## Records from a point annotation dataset
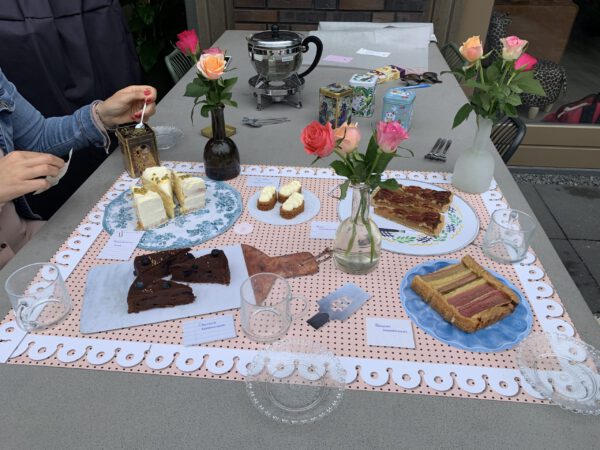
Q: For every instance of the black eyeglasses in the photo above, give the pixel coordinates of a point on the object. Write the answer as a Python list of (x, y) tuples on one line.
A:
[(412, 79)]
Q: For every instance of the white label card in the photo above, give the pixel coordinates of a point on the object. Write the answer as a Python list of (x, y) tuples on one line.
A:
[(364, 51), (323, 230), (121, 245), (255, 181), (202, 331), (389, 332)]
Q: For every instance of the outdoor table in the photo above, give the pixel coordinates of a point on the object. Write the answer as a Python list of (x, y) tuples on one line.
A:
[(64, 408)]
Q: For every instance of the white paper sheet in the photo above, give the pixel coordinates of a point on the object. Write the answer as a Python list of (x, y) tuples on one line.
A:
[(105, 297)]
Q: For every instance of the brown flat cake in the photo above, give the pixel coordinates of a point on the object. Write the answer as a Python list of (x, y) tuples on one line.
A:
[(466, 295), (414, 207), (211, 268), (158, 265), (146, 293)]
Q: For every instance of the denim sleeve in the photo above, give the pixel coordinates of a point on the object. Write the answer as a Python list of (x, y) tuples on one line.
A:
[(55, 135)]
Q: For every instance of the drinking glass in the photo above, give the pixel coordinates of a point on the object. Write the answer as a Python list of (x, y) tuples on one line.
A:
[(38, 295), (508, 236), (265, 309)]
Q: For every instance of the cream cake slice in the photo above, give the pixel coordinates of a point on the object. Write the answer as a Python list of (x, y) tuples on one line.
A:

## TASK INSTRUCTIONS
Reproduce all of the material above word for word, from the first line to the last. Leave the pictures out of your copy.

## RESULT FOR THIS EXERCISE
Q: For every instance of the black eyeglasses in the photo above, give the pixel coordinates of a point on the object. Write the answer as a Python list of (x, y) tuples on one line.
A:
[(412, 79)]
Q: For every instance of the white label card in the photo above, give the pixel coordinates of a point on the object. Write the answer as a Python list of (x, y) tuples on one line.
A:
[(364, 51), (323, 230), (121, 245), (255, 181), (202, 331), (389, 332)]
Q: For every instance of the outdoor table in the photo above, give the pixel coordinates of a point on the object. Write the answer as a Python list of (x, y) tuples on one line.
A:
[(64, 408)]
Q: For every instance of the white paper sheet in the photo above, give the pixel coordinates of a point on the object. Write the answer as a Python list of (x, y) tuples on one line.
A:
[(105, 297)]
Q: For every instance of the brown flat cake in the photo above, give the pixel coordinates of a point on the object. Write the answer as a Python list of (x, y) tuples on one line.
A:
[(466, 295), (414, 207), (211, 268), (158, 265), (146, 293)]
Q: For every instance of the denim sleeve in the photo above, give the pixel coordinates of a point on the object. Write the answer as a Python list of (x, y) tuples on one line.
A:
[(55, 135)]
Q: For every instance of the drinking glass in the photo above, give the pixel coordinates of a point on the object. Write the answer as a Python list of (x, y) tuples on one line.
A:
[(38, 295), (508, 236), (265, 309)]
Q: For every instance of the cream cake slice in the photo above, give the pixel coordinates of a point on the object. Write the answer as a Python list of (x, y) tuples on one line.
A:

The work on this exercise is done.